(Saved entries)
• • • •

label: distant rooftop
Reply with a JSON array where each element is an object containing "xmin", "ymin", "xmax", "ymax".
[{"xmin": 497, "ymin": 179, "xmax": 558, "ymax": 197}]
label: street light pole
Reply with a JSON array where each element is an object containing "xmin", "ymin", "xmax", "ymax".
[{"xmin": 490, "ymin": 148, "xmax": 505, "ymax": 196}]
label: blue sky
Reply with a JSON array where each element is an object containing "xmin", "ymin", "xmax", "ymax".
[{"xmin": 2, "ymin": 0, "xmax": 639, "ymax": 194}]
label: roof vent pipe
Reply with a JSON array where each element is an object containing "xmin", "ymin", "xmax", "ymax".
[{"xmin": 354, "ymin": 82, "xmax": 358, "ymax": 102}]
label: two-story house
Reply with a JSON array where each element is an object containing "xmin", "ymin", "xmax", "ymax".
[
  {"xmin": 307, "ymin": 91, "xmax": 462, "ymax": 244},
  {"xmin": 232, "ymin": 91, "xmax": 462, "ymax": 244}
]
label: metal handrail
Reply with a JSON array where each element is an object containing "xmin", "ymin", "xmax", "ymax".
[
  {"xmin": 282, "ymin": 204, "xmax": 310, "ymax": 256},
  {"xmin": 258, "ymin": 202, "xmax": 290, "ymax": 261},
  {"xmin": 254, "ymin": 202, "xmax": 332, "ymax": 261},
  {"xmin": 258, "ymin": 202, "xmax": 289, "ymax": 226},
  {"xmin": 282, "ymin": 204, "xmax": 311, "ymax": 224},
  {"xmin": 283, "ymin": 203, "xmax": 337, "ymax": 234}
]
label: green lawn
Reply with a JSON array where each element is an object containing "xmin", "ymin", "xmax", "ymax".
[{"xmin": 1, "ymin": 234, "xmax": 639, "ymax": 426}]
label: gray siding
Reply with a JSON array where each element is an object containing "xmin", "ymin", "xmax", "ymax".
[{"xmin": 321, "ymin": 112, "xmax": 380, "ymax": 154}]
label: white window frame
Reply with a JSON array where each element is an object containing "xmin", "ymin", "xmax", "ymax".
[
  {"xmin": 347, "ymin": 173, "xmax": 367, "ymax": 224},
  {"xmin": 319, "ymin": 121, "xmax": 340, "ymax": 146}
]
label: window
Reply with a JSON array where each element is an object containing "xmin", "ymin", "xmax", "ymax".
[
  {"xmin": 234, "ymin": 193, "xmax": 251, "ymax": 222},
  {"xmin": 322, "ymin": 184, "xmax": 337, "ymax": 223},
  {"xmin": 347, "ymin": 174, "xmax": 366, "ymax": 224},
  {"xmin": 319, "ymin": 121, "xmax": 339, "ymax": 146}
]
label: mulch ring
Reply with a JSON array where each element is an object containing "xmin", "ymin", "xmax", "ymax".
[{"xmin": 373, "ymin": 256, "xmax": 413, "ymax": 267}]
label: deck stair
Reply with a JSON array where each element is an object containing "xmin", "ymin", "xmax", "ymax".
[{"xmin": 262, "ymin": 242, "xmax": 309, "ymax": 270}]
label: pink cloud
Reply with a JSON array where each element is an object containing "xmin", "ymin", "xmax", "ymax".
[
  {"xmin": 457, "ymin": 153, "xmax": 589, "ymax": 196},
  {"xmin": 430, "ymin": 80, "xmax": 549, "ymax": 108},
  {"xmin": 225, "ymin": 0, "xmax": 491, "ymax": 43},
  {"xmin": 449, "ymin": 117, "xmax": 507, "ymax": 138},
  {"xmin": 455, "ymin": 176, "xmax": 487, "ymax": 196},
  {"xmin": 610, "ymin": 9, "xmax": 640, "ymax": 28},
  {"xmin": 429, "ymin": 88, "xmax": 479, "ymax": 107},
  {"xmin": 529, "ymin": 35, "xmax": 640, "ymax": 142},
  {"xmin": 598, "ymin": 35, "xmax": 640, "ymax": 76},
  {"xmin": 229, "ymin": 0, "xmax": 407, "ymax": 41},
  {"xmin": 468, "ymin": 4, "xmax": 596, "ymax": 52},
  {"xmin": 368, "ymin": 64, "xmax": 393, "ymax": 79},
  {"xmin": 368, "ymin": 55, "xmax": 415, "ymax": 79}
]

• • • •

> _ACTIVITY_
An exact reproduction of all the records is needed.

> _ANSWER SPACE_
label: distant rooftop
Reply with a JSON array where each element is an object containing "xmin", "ymin", "xmax", "ymax".
[{"xmin": 497, "ymin": 179, "xmax": 558, "ymax": 197}]
label: street light pole
Reply with a JSON array where each element is an object containing "xmin", "ymin", "xmax", "ymax".
[{"xmin": 490, "ymin": 148, "xmax": 505, "ymax": 196}]
label: blue sky
Reply with a JSON array where each element is an object containing "xmin", "ymin", "xmax", "ymax".
[{"xmin": 2, "ymin": 0, "xmax": 639, "ymax": 194}]
label: roof vent pipe
Reply with a JSON array where each element is an object containing "xmin", "ymin", "xmax", "ymax".
[{"xmin": 354, "ymin": 82, "xmax": 358, "ymax": 102}]
label: two-story house
Reply with a JSON array where each element is an object containing "xmin", "ymin", "xmax", "ymax".
[
  {"xmin": 307, "ymin": 91, "xmax": 462, "ymax": 244},
  {"xmin": 232, "ymin": 91, "xmax": 462, "ymax": 244}
]
label: metal handrail
Reply with a JSON array where each element is an object containing "xmin", "ymin", "xmax", "ymax".
[
  {"xmin": 282, "ymin": 204, "xmax": 310, "ymax": 256},
  {"xmin": 258, "ymin": 202, "xmax": 290, "ymax": 261},
  {"xmin": 254, "ymin": 202, "xmax": 332, "ymax": 261},
  {"xmin": 258, "ymin": 202, "xmax": 289, "ymax": 226},
  {"xmin": 282, "ymin": 204, "xmax": 311, "ymax": 224},
  {"xmin": 283, "ymin": 203, "xmax": 337, "ymax": 234}
]
label: green lawn
Reply with a JSON array where each element is an object containing "xmin", "ymin", "xmax", "ymax".
[{"xmin": 1, "ymin": 234, "xmax": 639, "ymax": 426}]
label: gray siding
Reply with a JSON array where each element is an object containing "xmin", "ymin", "xmax", "ymax".
[{"xmin": 321, "ymin": 112, "xmax": 380, "ymax": 154}]
label: white window frame
Reply with a JSON array where each element is an object containing "xmin", "ymin", "xmax", "ymax".
[
  {"xmin": 347, "ymin": 173, "xmax": 367, "ymax": 224},
  {"xmin": 319, "ymin": 121, "xmax": 340, "ymax": 146}
]
label: window
Reply with a JSON array where each element is an object containing "xmin", "ymin", "xmax", "ymax".
[
  {"xmin": 234, "ymin": 193, "xmax": 251, "ymax": 222},
  {"xmin": 322, "ymin": 184, "xmax": 337, "ymax": 223},
  {"xmin": 347, "ymin": 174, "xmax": 366, "ymax": 224},
  {"xmin": 319, "ymin": 121, "xmax": 339, "ymax": 146}
]
label: mulch ring
Reply with a JSON array where each element is an object containing "xmin", "ymin", "xmax", "ymax".
[{"xmin": 373, "ymin": 256, "xmax": 413, "ymax": 267}]
label: deck stair
Reply with a JSON array where each element is an object containing "xmin", "ymin", "xmax", "ymax".
[{"xmin": 262, "ymin": 242, "xmax": 309, "ymax": 270}]
label: pink cloud
Reply with a JSON array where each element is an object containing "xmin", "ymin", "xmax", "ymax".
[
  {"xmin": 457, "ymin": 153, "xmax": 589, "ymax": 196},
  {"xmin": 430, "ymin": 80, "xmax": 549, "ymax": 108},
  {"xmin": 225, "ymin": 0, "xmax": 491, "ymax": 43},
  {"xmin": 449, "ymin": 117, "xmax": 507, "ymax": 138},
  {"xmin": 455, "ymin": 176, "xmax": 487, "ymax": 196},
  {"xmin": 610, "ymin": 9, "xmax": 640, "ymax": 28},
  {"xmin": 429, "ymin": 88, "xmax": 479, "ymax": 107},
  {"xmin": 529, "ymin": 35, "xmax": 640, "ymax": 142},
  {"xmin": 598, "ymin": 35, "xmax": 640, "ymax": 76},
  {"xmin": 229, "ymin": 0, "xmax": 407, "ymax": 41},
  {"xmin": 468, "ymin": 4, "xmax": 596, "ymax": 52},
  {"xmin": 368, "ymin": 64, "xmax": 393, "ymax": 79},
  {"xmin": 368, "ymin": 55, "xmax": 415, "ymax": 79}
]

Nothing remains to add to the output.